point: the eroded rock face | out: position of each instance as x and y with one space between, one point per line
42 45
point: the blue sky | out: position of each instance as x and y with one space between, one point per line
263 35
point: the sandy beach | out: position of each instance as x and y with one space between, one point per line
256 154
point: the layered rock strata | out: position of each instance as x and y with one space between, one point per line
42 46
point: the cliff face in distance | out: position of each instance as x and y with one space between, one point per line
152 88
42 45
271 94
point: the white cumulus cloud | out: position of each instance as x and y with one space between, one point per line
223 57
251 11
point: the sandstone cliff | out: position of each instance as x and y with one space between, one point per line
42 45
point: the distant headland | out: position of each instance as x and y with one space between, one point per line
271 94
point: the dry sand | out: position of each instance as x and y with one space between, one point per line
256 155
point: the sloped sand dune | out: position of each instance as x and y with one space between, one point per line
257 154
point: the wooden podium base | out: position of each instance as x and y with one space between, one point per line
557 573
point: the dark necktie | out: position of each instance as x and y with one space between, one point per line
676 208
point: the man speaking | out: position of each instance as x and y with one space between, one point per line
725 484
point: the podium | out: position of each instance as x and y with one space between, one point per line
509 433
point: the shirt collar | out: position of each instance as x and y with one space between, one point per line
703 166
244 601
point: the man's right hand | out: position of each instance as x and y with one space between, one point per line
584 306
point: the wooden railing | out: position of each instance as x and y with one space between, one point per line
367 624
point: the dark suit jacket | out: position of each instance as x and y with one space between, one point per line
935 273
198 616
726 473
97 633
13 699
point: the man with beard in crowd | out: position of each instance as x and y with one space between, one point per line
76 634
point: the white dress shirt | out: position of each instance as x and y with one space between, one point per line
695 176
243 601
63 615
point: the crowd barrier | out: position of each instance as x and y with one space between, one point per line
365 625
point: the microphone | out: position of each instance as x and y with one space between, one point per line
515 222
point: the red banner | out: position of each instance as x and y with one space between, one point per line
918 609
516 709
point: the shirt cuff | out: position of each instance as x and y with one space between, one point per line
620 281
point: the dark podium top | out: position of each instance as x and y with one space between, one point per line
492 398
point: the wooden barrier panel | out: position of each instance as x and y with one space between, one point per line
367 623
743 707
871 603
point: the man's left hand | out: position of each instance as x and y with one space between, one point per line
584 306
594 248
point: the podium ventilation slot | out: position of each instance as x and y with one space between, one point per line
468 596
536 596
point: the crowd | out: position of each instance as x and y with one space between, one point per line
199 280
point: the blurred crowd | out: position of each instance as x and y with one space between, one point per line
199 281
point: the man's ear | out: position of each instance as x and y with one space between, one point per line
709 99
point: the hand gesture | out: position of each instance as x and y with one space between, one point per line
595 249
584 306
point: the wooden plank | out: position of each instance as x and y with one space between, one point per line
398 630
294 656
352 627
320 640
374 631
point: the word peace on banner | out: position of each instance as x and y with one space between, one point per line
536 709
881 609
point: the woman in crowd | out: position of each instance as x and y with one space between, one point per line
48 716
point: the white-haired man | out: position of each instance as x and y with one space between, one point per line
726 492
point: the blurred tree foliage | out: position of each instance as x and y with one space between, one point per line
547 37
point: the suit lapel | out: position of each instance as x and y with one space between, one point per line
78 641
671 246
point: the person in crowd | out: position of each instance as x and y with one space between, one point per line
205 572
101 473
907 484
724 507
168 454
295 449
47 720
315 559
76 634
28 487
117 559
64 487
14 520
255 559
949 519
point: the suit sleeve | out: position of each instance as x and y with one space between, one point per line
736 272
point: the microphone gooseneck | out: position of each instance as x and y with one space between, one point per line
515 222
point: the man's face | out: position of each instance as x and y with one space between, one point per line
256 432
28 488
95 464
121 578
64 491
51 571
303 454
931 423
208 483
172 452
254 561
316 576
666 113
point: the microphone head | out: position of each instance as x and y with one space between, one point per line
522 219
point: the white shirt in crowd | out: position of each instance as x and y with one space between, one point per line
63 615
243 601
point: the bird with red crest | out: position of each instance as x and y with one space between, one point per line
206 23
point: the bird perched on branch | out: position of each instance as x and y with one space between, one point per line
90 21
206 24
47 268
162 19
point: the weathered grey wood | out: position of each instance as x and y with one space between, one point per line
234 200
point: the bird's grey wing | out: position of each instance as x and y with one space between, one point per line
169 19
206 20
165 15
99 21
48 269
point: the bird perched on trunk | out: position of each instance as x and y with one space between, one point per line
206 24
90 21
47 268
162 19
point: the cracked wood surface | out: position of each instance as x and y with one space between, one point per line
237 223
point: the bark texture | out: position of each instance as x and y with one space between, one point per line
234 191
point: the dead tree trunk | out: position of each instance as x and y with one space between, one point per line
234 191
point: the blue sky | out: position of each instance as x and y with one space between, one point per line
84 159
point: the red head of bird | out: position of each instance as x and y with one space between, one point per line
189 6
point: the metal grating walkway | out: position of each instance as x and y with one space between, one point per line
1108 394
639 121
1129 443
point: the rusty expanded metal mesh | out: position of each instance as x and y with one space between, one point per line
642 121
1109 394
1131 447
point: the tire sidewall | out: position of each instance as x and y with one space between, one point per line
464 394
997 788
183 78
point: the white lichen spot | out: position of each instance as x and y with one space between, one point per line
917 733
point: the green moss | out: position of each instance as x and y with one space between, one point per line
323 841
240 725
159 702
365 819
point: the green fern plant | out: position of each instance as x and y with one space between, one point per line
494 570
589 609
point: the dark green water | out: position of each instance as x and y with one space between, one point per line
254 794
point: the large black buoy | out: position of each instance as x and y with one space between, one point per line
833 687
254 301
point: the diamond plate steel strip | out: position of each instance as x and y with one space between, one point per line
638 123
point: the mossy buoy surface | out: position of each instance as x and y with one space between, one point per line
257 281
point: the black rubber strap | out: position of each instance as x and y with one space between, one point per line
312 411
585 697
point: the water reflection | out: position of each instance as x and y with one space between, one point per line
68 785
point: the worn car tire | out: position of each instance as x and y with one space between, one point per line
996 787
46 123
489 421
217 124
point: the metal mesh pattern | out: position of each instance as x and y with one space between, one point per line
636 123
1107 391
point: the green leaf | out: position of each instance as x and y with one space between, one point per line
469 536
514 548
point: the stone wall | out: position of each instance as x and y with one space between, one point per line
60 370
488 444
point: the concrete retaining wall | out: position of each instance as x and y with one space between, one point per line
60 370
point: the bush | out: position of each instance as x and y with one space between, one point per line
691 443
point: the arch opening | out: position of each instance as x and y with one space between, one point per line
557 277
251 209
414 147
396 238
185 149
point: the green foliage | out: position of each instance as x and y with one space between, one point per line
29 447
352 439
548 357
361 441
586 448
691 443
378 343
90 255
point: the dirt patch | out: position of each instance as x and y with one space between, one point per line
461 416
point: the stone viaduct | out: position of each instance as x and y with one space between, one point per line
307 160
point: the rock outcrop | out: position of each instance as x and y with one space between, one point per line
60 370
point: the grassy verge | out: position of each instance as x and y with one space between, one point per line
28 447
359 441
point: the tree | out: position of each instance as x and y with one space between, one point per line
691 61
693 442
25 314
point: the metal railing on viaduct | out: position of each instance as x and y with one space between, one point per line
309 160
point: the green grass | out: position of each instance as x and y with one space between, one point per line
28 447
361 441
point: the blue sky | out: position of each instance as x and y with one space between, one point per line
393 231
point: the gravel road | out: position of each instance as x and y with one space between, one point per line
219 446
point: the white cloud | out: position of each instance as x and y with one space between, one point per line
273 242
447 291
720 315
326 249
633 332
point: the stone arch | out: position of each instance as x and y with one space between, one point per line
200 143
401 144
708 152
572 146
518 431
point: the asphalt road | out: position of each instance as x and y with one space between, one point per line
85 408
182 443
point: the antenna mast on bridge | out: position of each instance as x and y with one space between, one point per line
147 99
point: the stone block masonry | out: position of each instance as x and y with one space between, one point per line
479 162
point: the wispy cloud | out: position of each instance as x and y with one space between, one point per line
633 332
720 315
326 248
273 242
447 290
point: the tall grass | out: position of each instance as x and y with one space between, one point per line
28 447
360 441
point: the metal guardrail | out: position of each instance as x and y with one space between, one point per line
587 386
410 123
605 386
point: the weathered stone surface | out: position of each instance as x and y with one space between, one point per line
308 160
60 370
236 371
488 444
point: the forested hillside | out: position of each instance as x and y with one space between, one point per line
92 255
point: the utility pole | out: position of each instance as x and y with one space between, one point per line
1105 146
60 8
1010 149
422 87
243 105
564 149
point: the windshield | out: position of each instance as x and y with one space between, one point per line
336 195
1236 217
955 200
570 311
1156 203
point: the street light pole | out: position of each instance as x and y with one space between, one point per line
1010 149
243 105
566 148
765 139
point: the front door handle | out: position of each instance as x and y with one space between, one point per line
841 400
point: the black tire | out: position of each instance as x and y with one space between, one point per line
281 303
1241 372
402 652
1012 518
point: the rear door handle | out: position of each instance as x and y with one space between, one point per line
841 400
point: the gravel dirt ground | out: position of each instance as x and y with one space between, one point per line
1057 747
──────────
** Given instruction **
Exactly and only the lines from the one containing "point: the wispy" through the end of the material are to be reproduced, both ends included.

** Result **
point: the wispy cloud | out: position of each instance as x and y with one space between, one point per line
633 332
720 315
326 248
273 242
447 290
point: the tall grass | out: position of each instance as x and y with one space between, one point per line
28 447
360 441
point: the metal guardrail | out: position of each instance as x and y with one space between, one point per line
587 386
410 123
605 386
point: the weathered stone surface | out: position of each instance as x and y with one space between, one point per line
308 160
60 370
236 371
488 444
point: the forested hillside | out: position of each instance as x and y with one space between, one point per line
92 255
point: the utility pole | out: position of each instance as x and y with one space between, one point per line
1105 146
60 8
1010 149
422 87
243 105
564 149
point: the windshield | out: position of each instance as x and y with one space between, one point per line
336 195
1236 217
955 200
570 311
1156 203
point: the street light pole | out: position of each instance as x and y with one space between, one point per line
1010 149
243 105
566 148
765 139
point: the front door handle | out: position of each instance as x and y with one space between, one point per line
841 400
point: the black tire | out: position of each instance as x and y with one space between, one point per line
281 303
1241 372
402 652
1012 518
point: the rear door handle | out: position of each instance as x and y with one space between, one point per line
841 400
point: the gravel dirt ground | out: position of each instance as x and y with one space between, one point per line
1057 747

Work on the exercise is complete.